━━━━━ Records shown ━━━━━

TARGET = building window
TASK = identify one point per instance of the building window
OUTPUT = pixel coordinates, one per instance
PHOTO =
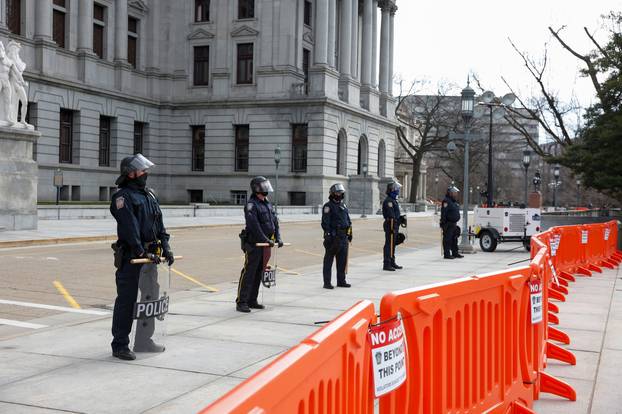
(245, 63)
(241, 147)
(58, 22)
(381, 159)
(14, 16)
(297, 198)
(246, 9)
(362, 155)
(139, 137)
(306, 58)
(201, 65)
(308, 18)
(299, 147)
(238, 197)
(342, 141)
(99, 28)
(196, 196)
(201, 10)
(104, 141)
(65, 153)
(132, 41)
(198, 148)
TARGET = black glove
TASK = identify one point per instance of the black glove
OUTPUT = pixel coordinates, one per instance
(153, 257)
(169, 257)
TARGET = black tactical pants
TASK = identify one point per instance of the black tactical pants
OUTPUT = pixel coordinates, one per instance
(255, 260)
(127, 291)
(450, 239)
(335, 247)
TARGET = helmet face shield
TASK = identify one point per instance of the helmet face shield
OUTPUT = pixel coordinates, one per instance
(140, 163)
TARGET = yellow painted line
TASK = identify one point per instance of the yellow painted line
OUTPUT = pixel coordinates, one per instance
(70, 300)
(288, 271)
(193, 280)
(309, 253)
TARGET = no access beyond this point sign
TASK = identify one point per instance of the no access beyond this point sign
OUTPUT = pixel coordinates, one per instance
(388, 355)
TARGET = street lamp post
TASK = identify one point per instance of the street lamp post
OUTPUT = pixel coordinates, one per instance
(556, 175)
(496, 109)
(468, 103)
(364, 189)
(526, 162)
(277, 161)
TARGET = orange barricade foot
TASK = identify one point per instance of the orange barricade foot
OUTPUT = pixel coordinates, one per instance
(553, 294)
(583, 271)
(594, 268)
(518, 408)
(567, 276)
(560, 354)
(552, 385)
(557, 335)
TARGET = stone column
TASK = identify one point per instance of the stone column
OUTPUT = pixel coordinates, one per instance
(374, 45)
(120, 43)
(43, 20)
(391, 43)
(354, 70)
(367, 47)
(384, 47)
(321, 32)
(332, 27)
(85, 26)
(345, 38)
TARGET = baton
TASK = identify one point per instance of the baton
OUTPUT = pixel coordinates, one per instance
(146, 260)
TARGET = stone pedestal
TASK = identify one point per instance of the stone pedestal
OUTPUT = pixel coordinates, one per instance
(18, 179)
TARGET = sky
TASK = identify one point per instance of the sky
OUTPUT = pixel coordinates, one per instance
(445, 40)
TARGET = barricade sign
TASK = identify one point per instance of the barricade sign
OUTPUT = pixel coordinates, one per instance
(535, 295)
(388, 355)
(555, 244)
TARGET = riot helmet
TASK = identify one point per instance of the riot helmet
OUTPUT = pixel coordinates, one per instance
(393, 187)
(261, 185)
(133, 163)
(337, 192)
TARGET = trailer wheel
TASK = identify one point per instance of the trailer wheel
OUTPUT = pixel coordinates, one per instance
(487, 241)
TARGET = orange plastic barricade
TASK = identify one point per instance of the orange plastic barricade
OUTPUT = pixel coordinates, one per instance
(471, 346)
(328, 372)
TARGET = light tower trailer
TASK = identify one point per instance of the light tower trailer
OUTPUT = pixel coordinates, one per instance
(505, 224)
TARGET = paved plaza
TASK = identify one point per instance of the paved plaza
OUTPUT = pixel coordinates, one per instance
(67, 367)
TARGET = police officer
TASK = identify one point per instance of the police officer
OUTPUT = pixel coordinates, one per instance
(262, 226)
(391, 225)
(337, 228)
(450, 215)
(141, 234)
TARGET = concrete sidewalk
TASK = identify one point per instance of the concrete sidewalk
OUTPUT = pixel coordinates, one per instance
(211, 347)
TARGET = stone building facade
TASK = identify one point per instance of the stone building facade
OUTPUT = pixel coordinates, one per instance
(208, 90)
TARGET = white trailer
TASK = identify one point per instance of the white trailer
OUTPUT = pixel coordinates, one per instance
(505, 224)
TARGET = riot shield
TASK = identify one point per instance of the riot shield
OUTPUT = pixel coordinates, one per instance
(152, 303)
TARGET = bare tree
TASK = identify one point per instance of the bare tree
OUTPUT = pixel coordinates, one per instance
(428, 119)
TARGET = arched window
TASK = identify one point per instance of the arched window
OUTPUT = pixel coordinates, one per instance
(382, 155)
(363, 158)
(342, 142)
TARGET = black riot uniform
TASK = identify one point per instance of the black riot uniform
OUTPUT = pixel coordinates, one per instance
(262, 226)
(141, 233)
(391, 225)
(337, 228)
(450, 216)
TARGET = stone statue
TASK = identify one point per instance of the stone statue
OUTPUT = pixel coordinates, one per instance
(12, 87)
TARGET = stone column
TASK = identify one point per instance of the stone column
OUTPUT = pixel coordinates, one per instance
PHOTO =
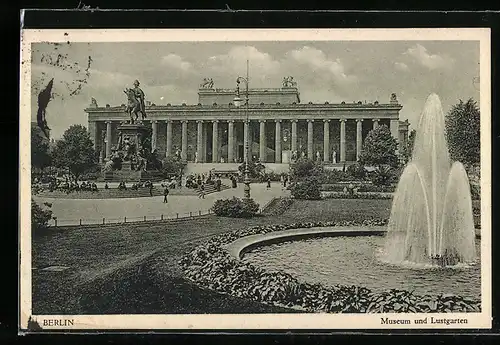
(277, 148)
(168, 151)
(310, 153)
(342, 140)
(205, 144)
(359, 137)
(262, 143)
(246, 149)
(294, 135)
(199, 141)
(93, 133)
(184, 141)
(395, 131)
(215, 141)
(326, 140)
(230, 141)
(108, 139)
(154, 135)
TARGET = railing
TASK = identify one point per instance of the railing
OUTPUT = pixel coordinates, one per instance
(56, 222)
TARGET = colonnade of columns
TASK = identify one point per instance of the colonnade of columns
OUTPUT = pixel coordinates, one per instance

━━━━━

-- Prompt --
Reproduce the lines of the data that run from the one containing "TASK = identify one point per instance of the police" to the final line, both included, exactly as they appear and without the pictures.

-- Task output --
TASK = identify one point per instance of the police officer
OUTPUT = pixel coordinates, one per instance
(262, 226)
(391, 225)
(337, 228)
(450, 215)
(141, 234)
TARGET = concrete sidewalk
TASK = identify one point per instance of the concrete sidewalk
OUTPUT = pixel coordinates, one per instance
(211, 347)
TARGET = stone building facade
TASK = identify one point per instance of the stone building facade
OUTPUT = pixel coordinates, one per instance
(208, 90)
TARGET = white trailer
TASK = identify one point per instance of the white trailer
OUTPUT = pixel coordinates, one per instance
(505, 224)
TARGET = riot shield
TASK = identify one point per instance of the riot shield
OUTPUT = pixel coordinates, one per instance
(152, 303)
TARGET = bare tree
TASK = identify one point per instance of the bare tree
OUTPUT = pixel coordinates, one per instance
(428, 119)
TARGET = arched window
TASK = identify one point per instance of the arched window
OUTPUT = pixel coordinates, one per instance
(382, 155)
(363, 158)
(342, 142)
TARGET = black riot uniform
TASK = identify one point per instance of the black riot uniform
OUTPUT = pixel coordinates, one per instance
(262, 226)
(141, 233)
(391, 225)
(337, 228)
(450, 216)
TARGET = stone statue
TASK = identify one point per instance of the stone statue
OUTPUT = pixel coordinates, one per instance
(12, 87)
TARGET = stone column
TASK = identify one point per instance of the stone column
OUTPUT = pixel coordinates, one per instance
PHOTO =
(277, 148)
(168, 151)
(310, 153)
(342, 140)
(205, 144)
(359, 137)
(262, 143)
(246, 149)
(294, 135)
(199, 141)
(93, 133)
(184, 141)
(395, 131)
(215, 141)
(326, 140)
(230, 141)
(108, 139)
(154, 135)
TARGET = railing
TASK = identify one point per instance of the railing
OUTPUT = pixel coordinates, one per instance
(56, 222)
TARGET = colonnade of columns
TASK = identify one point per instance of the colonnade of columns
OUTPUT = pixel coordinates, one per instance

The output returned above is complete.